Please print the data again exactly as given.

Region pointing data:
######
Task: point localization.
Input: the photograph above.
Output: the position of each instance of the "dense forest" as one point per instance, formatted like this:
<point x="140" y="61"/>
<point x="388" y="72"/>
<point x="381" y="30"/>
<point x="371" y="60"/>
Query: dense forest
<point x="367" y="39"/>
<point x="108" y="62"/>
######
SOLUTION.
Task: point localization.
Input: the photograph above.
Output: the position of each instance of the "dense forest" as one point per instance, formatted like this:
<point x="140" y="61"/>
<point x="388" y="72"/>
<point x="381" y="30"/>
<point x="371" y="60"/>
Query: dense forest
<point x="367" y="39"/>
<point x="108" y="62"/>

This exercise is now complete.